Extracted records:
##########

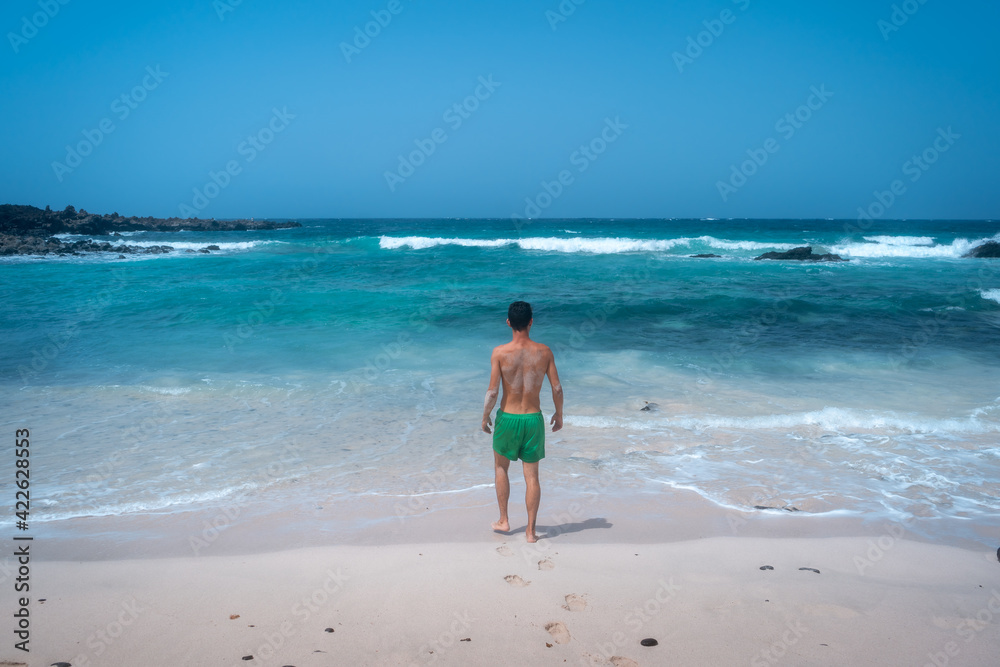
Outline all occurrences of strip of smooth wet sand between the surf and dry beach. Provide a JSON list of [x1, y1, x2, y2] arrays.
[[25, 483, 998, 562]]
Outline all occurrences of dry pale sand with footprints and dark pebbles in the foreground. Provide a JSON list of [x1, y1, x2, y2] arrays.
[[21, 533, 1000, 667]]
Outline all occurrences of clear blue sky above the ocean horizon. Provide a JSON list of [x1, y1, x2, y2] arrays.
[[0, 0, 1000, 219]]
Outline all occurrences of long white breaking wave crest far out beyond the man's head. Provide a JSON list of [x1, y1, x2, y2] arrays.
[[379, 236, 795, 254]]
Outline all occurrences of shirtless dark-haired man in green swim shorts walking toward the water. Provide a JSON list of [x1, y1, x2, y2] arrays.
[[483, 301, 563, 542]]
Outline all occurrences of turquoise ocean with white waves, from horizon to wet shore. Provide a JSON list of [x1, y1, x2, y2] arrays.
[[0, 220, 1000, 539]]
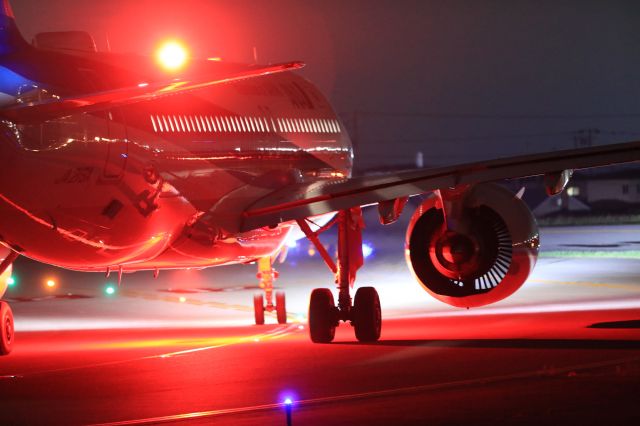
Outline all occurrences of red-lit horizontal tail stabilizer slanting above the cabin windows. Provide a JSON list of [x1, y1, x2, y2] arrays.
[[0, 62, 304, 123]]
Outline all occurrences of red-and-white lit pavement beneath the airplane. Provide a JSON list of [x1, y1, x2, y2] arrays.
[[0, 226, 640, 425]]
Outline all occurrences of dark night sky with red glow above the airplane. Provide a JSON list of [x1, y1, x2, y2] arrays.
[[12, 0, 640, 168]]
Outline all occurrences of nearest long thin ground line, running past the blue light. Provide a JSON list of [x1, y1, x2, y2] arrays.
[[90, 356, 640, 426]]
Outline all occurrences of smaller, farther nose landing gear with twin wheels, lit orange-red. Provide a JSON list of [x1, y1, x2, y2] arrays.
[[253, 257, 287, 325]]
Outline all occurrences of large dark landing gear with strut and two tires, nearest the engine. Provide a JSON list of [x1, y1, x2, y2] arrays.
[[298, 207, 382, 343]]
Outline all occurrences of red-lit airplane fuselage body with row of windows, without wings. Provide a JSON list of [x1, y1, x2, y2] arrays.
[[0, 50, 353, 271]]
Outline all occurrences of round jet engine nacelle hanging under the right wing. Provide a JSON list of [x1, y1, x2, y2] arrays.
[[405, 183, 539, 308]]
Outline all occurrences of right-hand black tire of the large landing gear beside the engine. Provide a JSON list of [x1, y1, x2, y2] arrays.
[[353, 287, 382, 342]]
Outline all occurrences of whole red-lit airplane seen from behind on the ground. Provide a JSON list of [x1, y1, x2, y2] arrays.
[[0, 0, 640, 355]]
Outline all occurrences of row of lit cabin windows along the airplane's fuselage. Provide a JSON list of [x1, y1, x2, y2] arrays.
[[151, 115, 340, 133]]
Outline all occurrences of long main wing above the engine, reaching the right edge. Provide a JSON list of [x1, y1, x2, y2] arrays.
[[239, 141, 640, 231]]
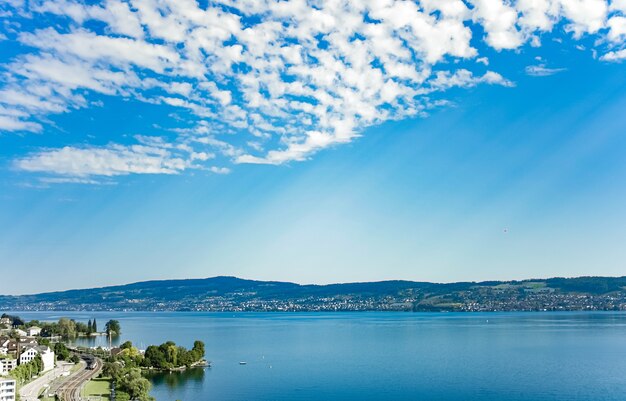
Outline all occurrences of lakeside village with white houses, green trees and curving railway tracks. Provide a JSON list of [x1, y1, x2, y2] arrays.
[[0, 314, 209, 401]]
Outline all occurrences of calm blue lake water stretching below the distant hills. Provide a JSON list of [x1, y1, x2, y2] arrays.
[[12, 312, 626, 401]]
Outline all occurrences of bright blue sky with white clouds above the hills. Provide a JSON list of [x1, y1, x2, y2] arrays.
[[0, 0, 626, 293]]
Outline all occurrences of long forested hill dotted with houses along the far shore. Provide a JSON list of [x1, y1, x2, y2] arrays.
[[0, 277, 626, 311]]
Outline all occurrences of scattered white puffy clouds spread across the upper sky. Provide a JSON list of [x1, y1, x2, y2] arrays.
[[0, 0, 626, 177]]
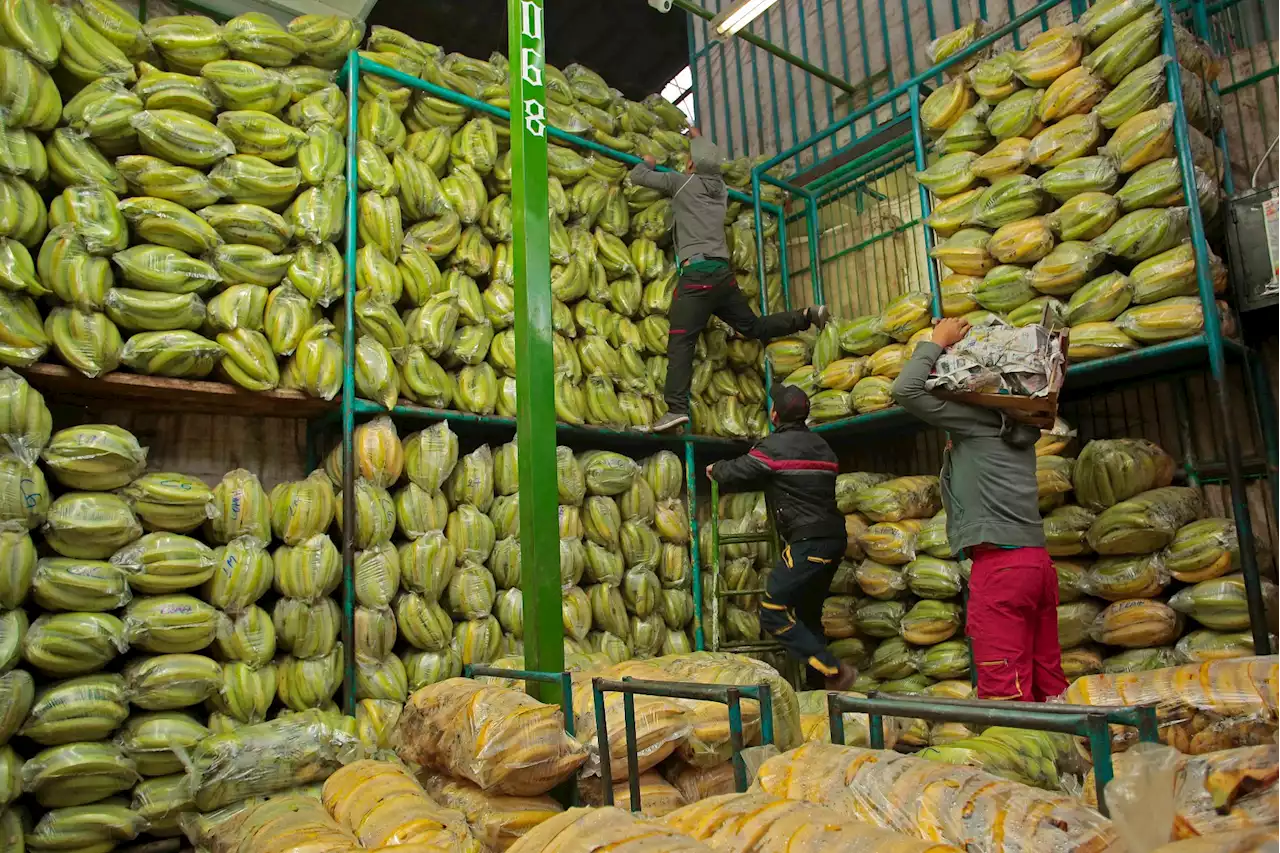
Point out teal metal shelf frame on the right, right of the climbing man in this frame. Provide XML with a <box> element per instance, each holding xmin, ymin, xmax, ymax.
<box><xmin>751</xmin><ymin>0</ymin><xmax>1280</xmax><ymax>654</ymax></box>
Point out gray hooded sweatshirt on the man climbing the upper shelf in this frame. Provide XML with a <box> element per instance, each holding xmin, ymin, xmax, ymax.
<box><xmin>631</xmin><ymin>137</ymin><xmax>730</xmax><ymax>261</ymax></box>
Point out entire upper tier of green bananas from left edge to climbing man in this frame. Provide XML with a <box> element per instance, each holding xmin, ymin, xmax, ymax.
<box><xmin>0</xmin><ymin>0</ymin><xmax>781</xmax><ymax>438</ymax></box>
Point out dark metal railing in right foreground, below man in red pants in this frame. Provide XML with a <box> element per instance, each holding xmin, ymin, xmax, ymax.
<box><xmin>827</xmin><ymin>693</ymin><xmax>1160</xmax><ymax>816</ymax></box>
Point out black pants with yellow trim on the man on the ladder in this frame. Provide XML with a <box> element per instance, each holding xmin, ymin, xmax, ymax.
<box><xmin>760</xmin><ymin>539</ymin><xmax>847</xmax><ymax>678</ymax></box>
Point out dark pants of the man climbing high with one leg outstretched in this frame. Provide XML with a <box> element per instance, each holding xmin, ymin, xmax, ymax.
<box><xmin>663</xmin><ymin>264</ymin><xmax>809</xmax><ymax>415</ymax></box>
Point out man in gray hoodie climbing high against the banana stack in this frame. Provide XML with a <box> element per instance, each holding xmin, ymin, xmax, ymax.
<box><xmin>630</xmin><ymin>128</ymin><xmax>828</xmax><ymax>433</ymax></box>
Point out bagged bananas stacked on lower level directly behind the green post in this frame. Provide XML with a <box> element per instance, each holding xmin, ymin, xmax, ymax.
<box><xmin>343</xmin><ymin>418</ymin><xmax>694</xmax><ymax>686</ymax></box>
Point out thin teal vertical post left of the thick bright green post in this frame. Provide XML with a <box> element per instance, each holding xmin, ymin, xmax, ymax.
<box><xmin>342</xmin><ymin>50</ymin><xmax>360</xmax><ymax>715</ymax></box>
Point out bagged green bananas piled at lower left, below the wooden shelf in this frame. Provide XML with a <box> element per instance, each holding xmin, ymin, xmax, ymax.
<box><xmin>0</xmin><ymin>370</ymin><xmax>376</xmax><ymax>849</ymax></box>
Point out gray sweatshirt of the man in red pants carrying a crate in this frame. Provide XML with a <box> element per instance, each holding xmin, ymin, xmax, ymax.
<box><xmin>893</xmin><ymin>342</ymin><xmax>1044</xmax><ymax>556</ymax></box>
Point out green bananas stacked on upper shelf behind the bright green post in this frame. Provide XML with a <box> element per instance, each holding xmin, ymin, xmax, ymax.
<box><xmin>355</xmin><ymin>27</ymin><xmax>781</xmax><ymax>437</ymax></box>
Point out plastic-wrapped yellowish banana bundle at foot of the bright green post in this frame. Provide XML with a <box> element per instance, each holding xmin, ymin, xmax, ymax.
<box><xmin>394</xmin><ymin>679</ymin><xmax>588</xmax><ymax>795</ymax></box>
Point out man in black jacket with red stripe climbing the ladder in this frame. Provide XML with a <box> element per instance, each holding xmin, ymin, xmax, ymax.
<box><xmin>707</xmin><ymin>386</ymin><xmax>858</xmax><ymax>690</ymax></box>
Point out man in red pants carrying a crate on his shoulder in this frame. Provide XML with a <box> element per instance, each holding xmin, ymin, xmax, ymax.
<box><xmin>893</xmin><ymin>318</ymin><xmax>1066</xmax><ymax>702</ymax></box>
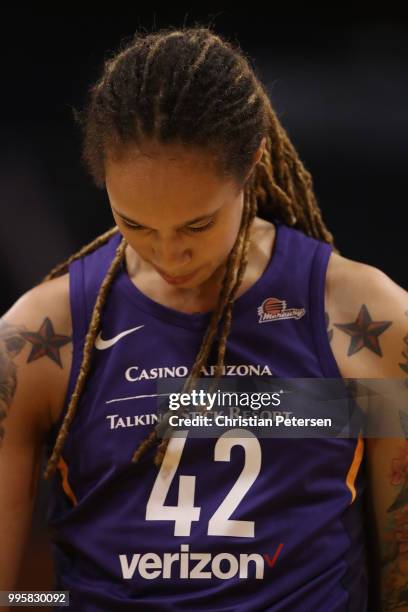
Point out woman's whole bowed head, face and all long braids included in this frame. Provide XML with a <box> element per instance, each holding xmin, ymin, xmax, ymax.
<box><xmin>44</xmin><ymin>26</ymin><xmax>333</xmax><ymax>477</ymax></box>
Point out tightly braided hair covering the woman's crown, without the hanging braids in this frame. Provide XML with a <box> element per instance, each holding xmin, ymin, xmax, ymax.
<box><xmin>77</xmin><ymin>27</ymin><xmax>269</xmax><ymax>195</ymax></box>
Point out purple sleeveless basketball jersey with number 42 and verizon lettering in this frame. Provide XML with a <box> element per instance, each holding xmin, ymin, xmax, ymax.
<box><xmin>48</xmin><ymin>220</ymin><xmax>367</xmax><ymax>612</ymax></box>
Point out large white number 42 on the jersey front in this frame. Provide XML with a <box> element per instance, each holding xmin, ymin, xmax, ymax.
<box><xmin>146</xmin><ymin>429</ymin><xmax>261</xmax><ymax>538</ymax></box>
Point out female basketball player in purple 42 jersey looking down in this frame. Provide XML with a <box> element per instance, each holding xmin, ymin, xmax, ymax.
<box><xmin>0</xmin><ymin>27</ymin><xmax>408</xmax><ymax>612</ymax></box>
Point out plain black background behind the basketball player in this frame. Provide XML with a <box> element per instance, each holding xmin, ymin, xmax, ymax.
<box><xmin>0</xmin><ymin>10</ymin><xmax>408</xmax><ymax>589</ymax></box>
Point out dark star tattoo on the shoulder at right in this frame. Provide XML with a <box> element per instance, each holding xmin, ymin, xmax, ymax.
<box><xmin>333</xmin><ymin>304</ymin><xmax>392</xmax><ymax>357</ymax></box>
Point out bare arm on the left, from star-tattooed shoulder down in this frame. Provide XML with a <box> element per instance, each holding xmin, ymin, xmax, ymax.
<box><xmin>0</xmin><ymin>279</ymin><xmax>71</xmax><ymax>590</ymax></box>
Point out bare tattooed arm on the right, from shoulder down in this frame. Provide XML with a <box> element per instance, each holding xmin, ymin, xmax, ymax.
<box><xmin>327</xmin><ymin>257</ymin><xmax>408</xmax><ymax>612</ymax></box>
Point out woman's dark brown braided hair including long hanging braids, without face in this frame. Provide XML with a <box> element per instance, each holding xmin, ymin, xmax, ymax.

##########

**Problem statement:** Starting at the line that contains "Point out bare arm", write out every line through the end of the entries, exactly and with nothing added.

**Answer for the task:**
Point out bare arm on the left, from star-tattooed shoulder down in this frame. Provide XML with a <box> element per instance, each holding xmin, ymin, xmax, ymax.
<box><xmin>0</xmin><ymin>279</ymin><xmax>71</xmax><ymax>590</ymax></box>
Point out bare tattooed arm on the right, from shoulder down in this frame. Provide XML with a <box> element per instance, each holding xmin, ymin, xmax, ymax.
<box><xmin>327</xmin><ymin>257</ymin><xmax>408</xmax><ymax>612</ymax></box>
Point out woman's dark brown braided hair including long hanging braids, without face in this frame. Provide XML with a <box> element per instance, each holding xmin, ymin, xmax, ymax.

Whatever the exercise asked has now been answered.